___ Task input

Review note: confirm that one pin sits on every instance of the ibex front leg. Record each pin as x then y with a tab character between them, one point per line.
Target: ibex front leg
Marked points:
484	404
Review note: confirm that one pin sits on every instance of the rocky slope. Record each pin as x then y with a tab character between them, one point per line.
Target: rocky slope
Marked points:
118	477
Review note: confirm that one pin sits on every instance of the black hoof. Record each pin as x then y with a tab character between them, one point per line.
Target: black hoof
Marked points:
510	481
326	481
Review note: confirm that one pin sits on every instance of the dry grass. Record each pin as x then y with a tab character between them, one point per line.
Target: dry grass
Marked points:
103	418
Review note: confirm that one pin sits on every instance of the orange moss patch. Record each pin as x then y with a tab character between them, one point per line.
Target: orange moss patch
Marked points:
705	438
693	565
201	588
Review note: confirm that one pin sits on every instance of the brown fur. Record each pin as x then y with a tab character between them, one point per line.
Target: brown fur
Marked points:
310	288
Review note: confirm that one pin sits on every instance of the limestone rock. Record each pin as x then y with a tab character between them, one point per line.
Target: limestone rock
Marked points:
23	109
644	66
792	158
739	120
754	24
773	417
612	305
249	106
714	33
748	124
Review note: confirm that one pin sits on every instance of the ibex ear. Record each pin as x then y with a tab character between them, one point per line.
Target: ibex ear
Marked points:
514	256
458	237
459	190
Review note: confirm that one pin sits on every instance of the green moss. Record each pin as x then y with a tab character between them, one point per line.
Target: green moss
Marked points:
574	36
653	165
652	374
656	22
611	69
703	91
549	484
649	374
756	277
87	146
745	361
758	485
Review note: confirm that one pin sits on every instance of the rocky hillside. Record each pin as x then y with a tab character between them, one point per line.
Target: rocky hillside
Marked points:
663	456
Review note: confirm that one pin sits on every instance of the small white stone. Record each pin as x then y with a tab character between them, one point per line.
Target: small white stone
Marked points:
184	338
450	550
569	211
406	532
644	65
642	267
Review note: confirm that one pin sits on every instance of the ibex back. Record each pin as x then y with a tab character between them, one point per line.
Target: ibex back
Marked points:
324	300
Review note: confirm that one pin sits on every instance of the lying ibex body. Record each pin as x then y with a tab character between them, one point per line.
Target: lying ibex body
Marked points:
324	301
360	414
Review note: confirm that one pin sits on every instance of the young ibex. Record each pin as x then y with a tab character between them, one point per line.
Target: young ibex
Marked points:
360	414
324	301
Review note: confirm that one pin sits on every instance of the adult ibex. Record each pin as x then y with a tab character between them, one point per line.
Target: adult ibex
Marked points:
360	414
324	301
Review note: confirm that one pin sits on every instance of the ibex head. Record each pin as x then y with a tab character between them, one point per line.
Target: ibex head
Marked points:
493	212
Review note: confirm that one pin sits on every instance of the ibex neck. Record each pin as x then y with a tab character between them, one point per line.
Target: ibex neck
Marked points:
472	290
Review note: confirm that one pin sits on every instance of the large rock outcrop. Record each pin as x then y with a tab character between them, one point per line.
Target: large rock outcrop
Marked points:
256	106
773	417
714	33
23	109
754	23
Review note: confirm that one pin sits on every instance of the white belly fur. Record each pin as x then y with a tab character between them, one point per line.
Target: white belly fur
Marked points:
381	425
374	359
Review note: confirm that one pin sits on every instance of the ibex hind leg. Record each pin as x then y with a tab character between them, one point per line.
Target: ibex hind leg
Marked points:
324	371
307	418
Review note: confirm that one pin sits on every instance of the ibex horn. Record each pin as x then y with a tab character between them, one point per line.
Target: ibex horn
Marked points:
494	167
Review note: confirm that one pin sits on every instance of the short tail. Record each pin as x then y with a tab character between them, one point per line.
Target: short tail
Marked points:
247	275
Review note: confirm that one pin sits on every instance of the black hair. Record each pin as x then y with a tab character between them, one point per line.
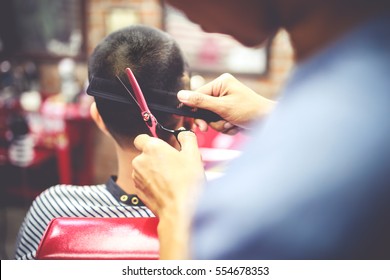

______

Problem description -
Only the pictures stay out; the rest of the entries above must be written out exactly.

Solution for this problem -
Review note: confirm that one pin sits on every instance of the ibex front leg. Record each pin as x then y with a tab character between them, one point per line.
Target: ibex front leg
Marked points:
484	404
Review note: confirm that one pin sits on every instance of the rocky slope. Record each pin as x then y with a tab character between them, one point per line.
Target: rocky slope
Marked points:
118	477
Review note: confirm that one pin sits on every instance of the black hoof. Record each pin as x then y with a tab character between them, one point per line.
Target: black hoof
Marked points:
510	481
326	481
Review note: confirm that one pin sits on every instance of the dry grass. Record each pin as x then y with a tab character between them, one point per line.
Target: dry grass
Marked points:
103	418
Review note: confirm that one pin sits on every instance of the orange moss patch. Record each pin as x then y with a tab character between them, one point per line.
Target: orange moss patch
Marked points:
705	438
693	565
201	588
Review note: confirm that one pin sits on every instance of the brown fur. Record each pin as x then y with a tab character between them, one point per line.
Target: brown fur
Marked points:
310	288
Review note: confirm that one pin sits on every instance of the limestone rock. Record each pin as x then y with a tab character between them, one point per line.
Target: limestone rock
Marked points:
23	109
644	66
792	158
739	120
754	24
773	417
612	305
249	106
714	33
748	124
Review note: confirm that one pin sits on every instance of the ibex ear. Record each pin as x then y with a tab character between them, one point per line.
Target: ibex ear
Marked points:
514	256
458	237
459	190
Review note: confirm that one pin sits on every instance of the green moss. Record each pin as x then y with a tab character between them, one point per line.
Target: green moss
Marked points:
574	36
653	165
652	374
656	22
611	69
703	91
549	484
649	374
756	277
87	146
745	361
758	485
Review note: confirm that one pin sits on every instance of the rocky hillside. Record each pin as x then y with a tab character between them, one point per line.
Target: rocky hillside
Marked points:
663	456
Review note: confirm that one pin sits on every instance of the small white stone. Record each pin as x then y with a tab character between them, one point per line.
Target: small white stone
Marked points:
184	338
450	550
569	211
406	532
644	65
642	267
Review note: confirm that one pin sits on every instance of the ibex back. Record each pin as x then y with a tab character between them, one point per line.
Target: ibex back
Marked points:
324	300
Review note: confirm that one pin sits on every instance of the lying ibex body. Record each pin as x then y with a tab character between them, one point per line.
Target: lying ibex body
Marked points:
324	301
360	414
Review note: confirm that one pin sits on every instance of the young ibex. Record each pin as x then y with a tab character between them, one point per line.
Target: young ibex
Marked points:
360	414
324	301
Review note: confirm that one pin sits on every instance of the adult ibex. Record each pin as x then y with a tab character between them, one point per line.
Target: adult ibex
Marked points:
360	414
324	301
Review note: confirm that one pin sits on every instance of the ibex head. Record each pin as x then y with a tab character between them, one point per line.
Target: ibex head
Marked points:
493	212
Review note: confirm that one pin sits on every instance of the ibex neck. Record each pin as x then y with a tab character between them, one point per line.
Target: ibex neck
Marked points:
472	290
Review note: confirm that one pin sits on every instance of the large rock outcrop. Record each pin as x then y with a tab character between them, one point per line.
Target: large rock outcrop
Marked points:
256	106
773	417
714	33
23	109
754	23
Review note: confirm that one pin sits on every instance of the white belly fur. Record each pin as x then y with a tab character between them, one point per line.
Target: white belly fur
Marked points:
381	425
374	359
Review note: confirm that one pin sits on every instance of the ibex hind leg. Record each pin as x then y with a tab character between them, one point per line.
Target: ibex hind leg
Marked points:
324	371
307	418
Review note: confirm that one pin sits on every instance of the ibex horn. Record each pin as x then y with a tab character between them, one point per line.
Target: ibex horn
Marked points:
494	167
Review note: confirm that one pin sits on every instance of the short tail. Record each pin as x then y with a tab character between them, one point per line.
Target: short tail
Marked points:
247	275
Review note: confirm that one pin sits on every instance of the black hair. Record each pin as x then y with a tab character between them, one point per line.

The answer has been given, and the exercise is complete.